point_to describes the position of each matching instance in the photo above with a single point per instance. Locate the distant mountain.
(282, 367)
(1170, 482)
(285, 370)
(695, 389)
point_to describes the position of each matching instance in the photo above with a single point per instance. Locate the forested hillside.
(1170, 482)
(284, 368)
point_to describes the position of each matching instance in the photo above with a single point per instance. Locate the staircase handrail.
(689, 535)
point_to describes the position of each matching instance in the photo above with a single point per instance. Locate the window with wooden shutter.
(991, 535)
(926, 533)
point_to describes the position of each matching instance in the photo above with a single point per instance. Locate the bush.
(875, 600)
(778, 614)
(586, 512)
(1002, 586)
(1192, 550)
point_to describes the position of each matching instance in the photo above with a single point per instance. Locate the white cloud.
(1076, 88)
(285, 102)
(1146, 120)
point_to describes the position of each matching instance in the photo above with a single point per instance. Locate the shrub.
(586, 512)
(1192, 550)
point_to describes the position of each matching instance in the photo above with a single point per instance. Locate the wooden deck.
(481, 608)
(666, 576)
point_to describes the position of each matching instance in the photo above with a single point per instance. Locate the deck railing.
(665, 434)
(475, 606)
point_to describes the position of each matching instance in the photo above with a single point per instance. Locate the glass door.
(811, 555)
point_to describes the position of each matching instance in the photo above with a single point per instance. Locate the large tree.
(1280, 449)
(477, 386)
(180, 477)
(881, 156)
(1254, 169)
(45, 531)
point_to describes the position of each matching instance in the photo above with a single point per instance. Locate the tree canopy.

__________________________________________________

The expected output is every record, repeated exactly.

point_to describes the position of each matching instance in the photo above with a single point per instance. Locate the distant mountain.
(282, 367)
(1170, 482)
(285, 370)
(695, 389)
point_to describes the position of each matching instance in the photo above with a single point per instance. Locate the forested hillside.
(1170, 482)
(284, 368)
point_to describes the position of each matching instance in the photo above with a single point per instance. Locate the staircase handrail.
(689, 535)
point_to describes the position of each matching instance in the photo above with a single point per instance. Locate the window with wooden shutter.
(991, 535)
(926, 533)
point_to describes the position of each matching instance in the photo above with a single point per instance. Locate the bush.
(875, 600)
(778, 614)
(586, 512)
(1002, 586)
(1192, 550)
point_to describes the position of each matching instance in the photo above with a single point per instance. Locate the white cloud.
(1076, 88)
(285, 102)
(1146, 120)
point_to describes the position of each matching instance in the photo above with a single point per instance. Locate the shrub.
(586, 512)
(1192, 550)
point_to describes the position of each matching instance in the photo above with a single point per instance. Locate the wooden deck.
(481, 608)
(666, 576)
point_to describes the position of each matching instance in the photo above with a single point per instance. Locate the deck railing.
(665, 434)
(475, 606)
point_to describes the position of each matching instance in the photo above with a single point per instance. Locate the glass door.
(811, 555)
point_to describes the position of each matching instance in the photo above with a single point per instance. Locate the large tree.
(1280, 449)
(477, 386)
(180, 477)
(881, 156)
(1254, 169)
(45, 531)
point_to describes the position of each matching instance in the photo above with a single point per instance. Locate the tree canopy.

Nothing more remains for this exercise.